> [Task statement] Only one stretch of the records below should be repeated. It starts with the line containing "Query: mosaic figure" and goes on through the line containing "Query: gold mosaic wall", exactly as written.

> [Task input]
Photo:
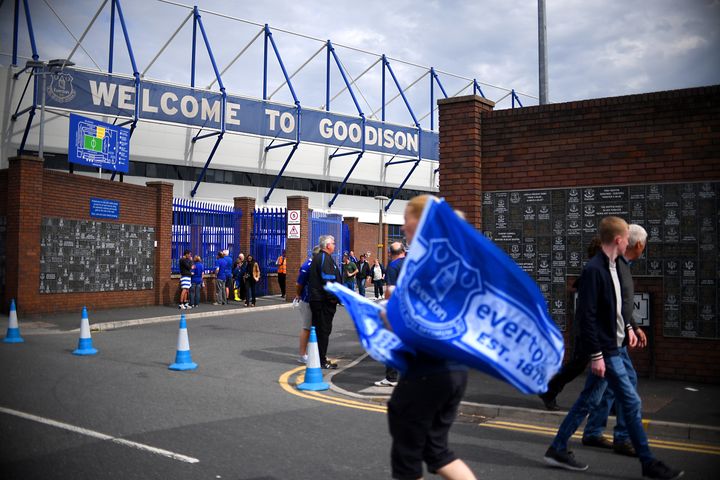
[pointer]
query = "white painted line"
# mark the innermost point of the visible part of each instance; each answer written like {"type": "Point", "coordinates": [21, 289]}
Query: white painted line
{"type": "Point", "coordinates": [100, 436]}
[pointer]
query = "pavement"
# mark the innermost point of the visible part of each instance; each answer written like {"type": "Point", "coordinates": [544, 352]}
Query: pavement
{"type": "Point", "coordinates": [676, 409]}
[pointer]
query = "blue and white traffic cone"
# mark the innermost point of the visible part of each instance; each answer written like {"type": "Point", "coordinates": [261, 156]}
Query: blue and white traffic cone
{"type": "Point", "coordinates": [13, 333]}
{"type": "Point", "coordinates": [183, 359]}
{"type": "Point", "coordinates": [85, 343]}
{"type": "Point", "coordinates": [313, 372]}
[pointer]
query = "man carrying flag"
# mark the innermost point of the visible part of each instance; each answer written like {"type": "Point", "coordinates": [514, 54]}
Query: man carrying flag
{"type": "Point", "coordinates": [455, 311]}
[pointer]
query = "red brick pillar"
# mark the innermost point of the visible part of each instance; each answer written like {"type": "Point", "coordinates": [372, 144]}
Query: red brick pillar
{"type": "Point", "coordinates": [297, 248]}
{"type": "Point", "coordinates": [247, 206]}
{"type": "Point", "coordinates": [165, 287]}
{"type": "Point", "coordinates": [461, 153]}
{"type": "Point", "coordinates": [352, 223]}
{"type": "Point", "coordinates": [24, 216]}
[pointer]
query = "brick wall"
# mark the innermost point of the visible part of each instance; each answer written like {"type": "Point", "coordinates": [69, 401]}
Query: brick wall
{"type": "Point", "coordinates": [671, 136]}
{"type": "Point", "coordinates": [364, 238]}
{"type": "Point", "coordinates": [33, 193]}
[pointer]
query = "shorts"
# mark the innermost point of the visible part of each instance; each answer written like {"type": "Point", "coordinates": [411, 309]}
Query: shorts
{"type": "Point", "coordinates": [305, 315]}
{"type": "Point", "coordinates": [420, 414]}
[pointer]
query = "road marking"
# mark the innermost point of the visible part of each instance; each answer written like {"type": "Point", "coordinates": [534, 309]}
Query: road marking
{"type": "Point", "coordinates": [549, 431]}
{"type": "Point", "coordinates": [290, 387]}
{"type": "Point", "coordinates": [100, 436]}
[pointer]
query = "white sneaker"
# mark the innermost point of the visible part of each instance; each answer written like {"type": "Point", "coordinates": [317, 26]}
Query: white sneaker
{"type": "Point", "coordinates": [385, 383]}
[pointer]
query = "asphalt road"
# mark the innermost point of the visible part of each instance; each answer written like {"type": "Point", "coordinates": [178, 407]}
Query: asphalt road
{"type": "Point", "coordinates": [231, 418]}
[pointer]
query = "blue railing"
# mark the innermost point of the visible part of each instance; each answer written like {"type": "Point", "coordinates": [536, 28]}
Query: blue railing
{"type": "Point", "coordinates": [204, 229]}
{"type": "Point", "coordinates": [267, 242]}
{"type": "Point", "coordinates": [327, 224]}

==

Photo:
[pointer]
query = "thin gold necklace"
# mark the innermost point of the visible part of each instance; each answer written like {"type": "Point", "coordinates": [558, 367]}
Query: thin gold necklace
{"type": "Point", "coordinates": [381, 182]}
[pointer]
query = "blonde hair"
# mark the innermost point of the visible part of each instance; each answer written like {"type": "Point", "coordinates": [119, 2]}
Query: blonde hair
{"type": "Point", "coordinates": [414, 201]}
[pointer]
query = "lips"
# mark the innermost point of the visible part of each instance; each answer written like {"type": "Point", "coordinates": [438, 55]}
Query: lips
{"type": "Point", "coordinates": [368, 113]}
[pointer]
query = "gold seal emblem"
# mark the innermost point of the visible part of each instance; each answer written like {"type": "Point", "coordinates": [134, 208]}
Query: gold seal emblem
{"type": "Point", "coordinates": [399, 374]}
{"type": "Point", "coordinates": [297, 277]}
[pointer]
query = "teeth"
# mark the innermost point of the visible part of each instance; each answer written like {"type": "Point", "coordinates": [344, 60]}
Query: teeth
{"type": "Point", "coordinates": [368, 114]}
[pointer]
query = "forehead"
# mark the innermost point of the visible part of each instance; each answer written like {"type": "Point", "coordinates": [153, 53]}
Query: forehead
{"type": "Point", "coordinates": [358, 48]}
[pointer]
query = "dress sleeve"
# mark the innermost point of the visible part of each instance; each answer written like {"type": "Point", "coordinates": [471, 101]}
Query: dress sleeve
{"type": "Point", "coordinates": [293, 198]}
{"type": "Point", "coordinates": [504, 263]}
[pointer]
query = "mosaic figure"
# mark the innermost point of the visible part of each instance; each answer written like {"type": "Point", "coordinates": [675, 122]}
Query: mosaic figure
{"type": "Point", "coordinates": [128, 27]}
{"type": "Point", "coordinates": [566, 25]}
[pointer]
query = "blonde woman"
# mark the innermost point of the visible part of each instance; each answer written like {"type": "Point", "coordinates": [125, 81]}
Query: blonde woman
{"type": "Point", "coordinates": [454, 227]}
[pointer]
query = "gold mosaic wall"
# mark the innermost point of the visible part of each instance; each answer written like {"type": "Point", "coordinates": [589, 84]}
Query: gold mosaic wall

> [Answer area]
Query: mosaic figure
{"type": "Point", "coordinates": [128, 27]}
{"type": "Point", "coordinates": [566, 25]}
[pointer]
query = "blonde woman"
# mark the innermost point of the visible part of each instance; each answer written like {"type": "Point", "coordinates": [125, 81]}
Query: blonde woman
{"type": "Point", "coordinates": [454, 227]}
[pointer]
query = "gold mosaic wall"
# mark the innermost point of the visible part of each instance; each answer written like {"type": "Point", "coordinates": [589, 84]}
Query: gold mosaic wall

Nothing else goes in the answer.